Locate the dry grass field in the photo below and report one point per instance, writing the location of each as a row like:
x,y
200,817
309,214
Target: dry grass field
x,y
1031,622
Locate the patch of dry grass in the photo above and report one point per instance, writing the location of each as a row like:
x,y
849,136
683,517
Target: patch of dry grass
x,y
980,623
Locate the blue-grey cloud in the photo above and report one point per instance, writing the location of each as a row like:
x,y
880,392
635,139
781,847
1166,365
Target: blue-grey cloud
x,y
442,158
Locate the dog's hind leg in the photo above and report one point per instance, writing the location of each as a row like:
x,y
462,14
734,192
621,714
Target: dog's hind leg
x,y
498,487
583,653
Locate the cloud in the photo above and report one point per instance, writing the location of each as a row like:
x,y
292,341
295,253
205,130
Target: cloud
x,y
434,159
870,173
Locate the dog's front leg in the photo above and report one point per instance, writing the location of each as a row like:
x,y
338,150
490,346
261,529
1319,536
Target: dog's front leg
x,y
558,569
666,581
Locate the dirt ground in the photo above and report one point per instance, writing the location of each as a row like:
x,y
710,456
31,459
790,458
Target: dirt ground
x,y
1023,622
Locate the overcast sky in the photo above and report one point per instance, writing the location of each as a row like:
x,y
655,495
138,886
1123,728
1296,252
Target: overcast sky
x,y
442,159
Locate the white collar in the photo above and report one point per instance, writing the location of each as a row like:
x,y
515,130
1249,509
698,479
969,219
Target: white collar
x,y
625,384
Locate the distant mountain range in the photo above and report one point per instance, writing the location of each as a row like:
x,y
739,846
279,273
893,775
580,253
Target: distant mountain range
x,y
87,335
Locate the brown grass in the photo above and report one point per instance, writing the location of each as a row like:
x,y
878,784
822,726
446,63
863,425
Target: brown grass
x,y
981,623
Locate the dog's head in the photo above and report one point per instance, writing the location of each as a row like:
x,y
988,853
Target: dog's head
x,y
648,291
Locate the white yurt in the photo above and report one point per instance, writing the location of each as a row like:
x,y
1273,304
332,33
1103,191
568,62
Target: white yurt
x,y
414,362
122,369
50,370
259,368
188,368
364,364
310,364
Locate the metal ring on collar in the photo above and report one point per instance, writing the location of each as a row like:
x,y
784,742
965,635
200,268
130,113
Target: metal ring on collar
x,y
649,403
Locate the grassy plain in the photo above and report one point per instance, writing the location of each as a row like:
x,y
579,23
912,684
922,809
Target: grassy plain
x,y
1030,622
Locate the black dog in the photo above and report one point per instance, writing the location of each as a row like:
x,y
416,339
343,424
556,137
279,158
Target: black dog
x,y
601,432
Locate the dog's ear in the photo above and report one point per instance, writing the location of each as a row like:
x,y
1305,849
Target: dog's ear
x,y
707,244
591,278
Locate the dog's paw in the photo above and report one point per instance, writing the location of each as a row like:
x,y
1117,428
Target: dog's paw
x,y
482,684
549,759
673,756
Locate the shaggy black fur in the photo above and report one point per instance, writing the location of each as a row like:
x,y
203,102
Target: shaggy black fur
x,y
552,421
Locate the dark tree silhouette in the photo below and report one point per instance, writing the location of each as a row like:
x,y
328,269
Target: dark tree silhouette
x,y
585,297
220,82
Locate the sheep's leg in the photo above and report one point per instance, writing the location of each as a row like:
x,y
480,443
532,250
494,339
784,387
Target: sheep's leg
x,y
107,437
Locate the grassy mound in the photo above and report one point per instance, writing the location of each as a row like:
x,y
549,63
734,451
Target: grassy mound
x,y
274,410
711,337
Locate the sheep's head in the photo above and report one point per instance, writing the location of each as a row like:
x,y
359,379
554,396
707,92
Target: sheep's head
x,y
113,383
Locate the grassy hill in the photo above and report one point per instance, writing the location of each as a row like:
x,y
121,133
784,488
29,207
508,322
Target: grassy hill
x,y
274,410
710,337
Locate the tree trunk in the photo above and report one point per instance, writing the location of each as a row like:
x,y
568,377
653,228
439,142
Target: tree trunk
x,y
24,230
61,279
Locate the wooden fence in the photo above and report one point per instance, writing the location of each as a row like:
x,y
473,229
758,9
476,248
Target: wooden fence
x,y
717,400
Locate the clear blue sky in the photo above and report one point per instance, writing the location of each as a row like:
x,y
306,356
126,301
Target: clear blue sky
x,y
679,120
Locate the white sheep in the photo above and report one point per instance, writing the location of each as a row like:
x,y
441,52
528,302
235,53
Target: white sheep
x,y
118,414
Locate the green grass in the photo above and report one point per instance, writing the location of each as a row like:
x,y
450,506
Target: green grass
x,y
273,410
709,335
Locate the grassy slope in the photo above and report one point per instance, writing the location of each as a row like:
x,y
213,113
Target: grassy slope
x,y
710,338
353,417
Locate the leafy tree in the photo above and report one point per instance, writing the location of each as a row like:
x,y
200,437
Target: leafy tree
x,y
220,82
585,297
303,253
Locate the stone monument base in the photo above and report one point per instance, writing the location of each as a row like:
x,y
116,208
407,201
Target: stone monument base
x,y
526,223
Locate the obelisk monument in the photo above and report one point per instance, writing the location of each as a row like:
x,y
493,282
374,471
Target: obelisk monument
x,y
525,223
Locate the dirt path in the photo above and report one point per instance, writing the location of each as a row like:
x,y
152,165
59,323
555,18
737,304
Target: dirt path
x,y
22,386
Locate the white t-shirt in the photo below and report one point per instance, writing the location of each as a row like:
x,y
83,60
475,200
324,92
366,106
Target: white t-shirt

(EXERCISE DIRECTIONS) Output every line of the records above as a numbered list, one line per item, skipping any blank lines.

(RESULT)
1. Locate the dry grass field in the photo below and report one point per instance, writing the location of each as a row like:
2. x,y
3. 200,817
4. 309,214
5. Target: dry grass field
6. x,y
7. 1031,622
8. Locate the patch of dry grass in the photo above and report one point per instance, writing the location of each as a row like:
9. x,y
10. 849,136
11. 683,517
12. Target: patch of dry grass
13. x,y
14. 980,623
15. Locate the blue-grey cloud in the photo above and report one point per instance, writing the location of each as a row like:
16. x,y
17. 880,392
18. 635,139
19. 781,847
20. 1166,365
21. Target: blue-grey cloud
22. x,y
23. 442,158
24. Locate the dog's hind leg in the photo above and report one point per instance, writing the location of each as a row like:
25. x,y
26. 462,14
27. 734,192
28. 621,714
29. Target: dog's hind leg
30. x,y
31. 498,487
32. 583,653
33. Locate the cloud in the photo above and report one point per instance, writing the location of each as a row like:
34. x,y
35. 292,341
36. 295,253
37. 205,130
38. Target: cloud
39. x,y
40. 434,159
41. 870,173
42. Locate the dog's front leg in the photo above and report one point per instance, writing the location of each as a row like:
43. x,y
44. 338,150
45. 490,346
46. 261,529
47. 1319,536
48. Target: dog's front leg
49. x,y
50. 558,569
51. 666,581
52. Locate the dirt ground in the photo above and report one point per instance, writing the location of each as a row like:
53. x,y
54. 710,456
55. 31,459
56. 790,458
57. Target: dirt ground
58. x,y
59. 1023,622
60. Locate the overcast sky in the photo above and report one point per instance, writing the location of each as a row like:
61. x,y
62. 655,495
63. 138,886
64. 1123,728
65. 1296,252
66. Target: overcast sky
67. x,y
68. 442,159
69. Locate the white collar in the photo above and report one point per instance, writing the location of each as a row like:
70. x,y
71. 515,130
72. 1249,509
73. 698,479
74. 969,219
75. Target: white collar
76. x,y
77. 625,384
78. Locate the distant mountain range in the photo above and report one point per instance, writing the location of each as a row like:
79. x,y
80. 739,846
81. 279,273
82. 893,775
83. 580,253
84. Target: distant mountain range
85. x,y
86. 87,335
87. Locate the brown grass in the photo above and report one point per instance, writing the location of each as a row like:
88. x,y
89. 878,784
90. 822,726
91. 446,63
92. 863,425
93. Target: brown grass
94. x,y
95. 981,623
96. Locate the dog's head in the photo above and report one point per instance, writing the location of each as a row like:
97. x,y
98. 988,853
99. Target: dog's head
100. x,y
101. 648,291
102. Locate the white yurt in the photo above and report one point per instance, writing the location of each as a row like:
103. x,y
104. 1273,304
105. 332,33
106. 1103,191
107. 568,62
108. Target: white yurt
109. x,y
110. 414,362
111. 122,369
112. 50,370
113. 259,368
114. 188,368
115. 364,364
116. 310,364
117. Locate the metal ring on collar in the photo above and report one point per instance, writing the location of each as a row like:
118. x,y
119. 784,742
120. 965,635
121. 200,268
122. 130,113
123. Target: metal ring on collar
124. x,y
125. 649,403
126. Locate the grassy plain in the photo above and report one point per instance, writing the location of each as a row like:
127. x,y
128. 579,23
129. 912,684
130. 922,809
131. Target: grassy plain
132. x,y
133. 1030,622
134. Locate the black dog in the photo above and report one point per instance, writing the location of each as a row like:
135. x,y
136. 416,339
137. 343,424
138. 556,137
139. 279,158
140. Target: black dog
141. x,y
142. 601,432
143. Locate the dog's ear in the photo above and report one point per instance, writing the location of each as a row like:
144. x,y
145. 1305,849
146. Target: dog's ear
147. x,y
148. 707,244
149. 591,278
150. Locate the dog's paw in the photo above and report one point per instance, writing the location of each as a row like:
151. x,y
152. 1117,428
153. Target: dog's paw
154. x,y
155. 482,684
156. 549,759
157. 673,756
158. Locate the shaggy black fur in the photo above and report one point per instance, writing the location of each as a row like:
159. x,y
160. 203,102
161. Target: shaggy black fur
162. x,y
163. 552,421
164. Locate the dark tree silhouette in the photo below and report one point per instance, writing the location of each as a row like:
165. x,y
166. 328,269
167. Target: dark tree silhouette
168. x,y
169. 585,297
170. 220,82
171. Locate the sheep's leg in the photo above and report one point per instance, writing the location of each as a row like:
172. x,y
173. 480,443
174. 532,250
175. 494,339
176. 784,387
177. Target: sheep's leg
178. x,y
179. 107,437
180. Locate the grassy mound in the photo above and report one point per instance, writing the location of each as a row like:
181. x,y
182. 549,63
183. 734,451
184. Target: grassy mound
185. x,y
186. 274,410
187. 711,337
188. Locate the sheep's head in the photo above and report one point per instance, writing the location of each as a row like:
189. x,y
190. 359,379
191. 554,396
192. 707,92
193. Target: sheep's head
194. x,y
195. 113,383
196. Locate the grassy hill in the photo above and report one point per instance, writing the location of each as a row like:
197. x,y
198. 121,133
199. 784,488
200. 29,207
201. 508,322
202. Target: grassy hill
203. x,y
204. 274,410
205. 710,337
206. Locate the tree trunk in the photo above and report one point per instance, writing the location of each as a row like:
207. x,y
208. 568,377
209. 653,228
210. 439,142
211. Target: tree trunk
212. x,y
213. 24,230
214. 61,279
215. Locate the wooden fence in the photo above and report one point per instance, writing the location of each as a row like:
216. x,y
217. 473,229
218. 758,9
219. 476,248
220. Target: wooden fence
221. x,y
222. 717,400
223. Locate the clear blue sky in the photo above and report one point per instance, writing the location of each as a row like:
224. x,y
225. 306,356
226. 126,301
227. Target: clear blue sky
228. x,y
229. 679,120
230. Locate the white sheep in the photo above and report one point per instance, writing the location of each as a row like:
231. x,y
232. 441,52
233. 528,302
234. 235,53
235. Target: white sheep
236. x,y
237. 118,414
238. Locate the green grass in the photo above and report one point per instance, writing the location of each as a row like:
239. x,y
240. 450,506
241. Target: green grass
242. x,y
243. 273,410
244. 709,335
245. Locate the grassy slope in the photo above and report one point per instance, writing the location of each as a row like:
246. x,y
247. 213,113
248. Target: grassy slope
249. x,y
250. 710,338
251. 353,417
252. Locate the leafy tree in the photo above and report one point per instance, writing the location of each as a row like:
253. x,y
254. 200,437
255. Target: leafy tree
256. x,y
257. 220,82
258. 585,297
259. 303,253
260. Locate the stone monument base in the photo above and report one point per instance, writing the location of each as a row like:
261. x,y
262. 116,208
263. 407,201
264. Target: stone monument base
265. x,y
266. 526,223
267. Locate the obelisk monument in the photo above and report one point per instance, writing the location of each as a row like:
268. x,y
269. 493,282
270. 374,471
271. Target: obelisk monument
272. x,y
273. 525,223
274. Locate the dirt path in the photo above and report one point per instance, writing the location of each as a row like:
275. x,y
276. 152,165
277. 59,323
278. 555,18
279. 737,304
280. Target: dirt path
281. x,y
282. 22,386
283. Locate the white t-shirt in the photo below and report one point per instance, writing the location of each as a row like:
284. x,y
285. 83,60
286. 475,200
287. 324,92
288. 366,106
289. Target: white t-shirt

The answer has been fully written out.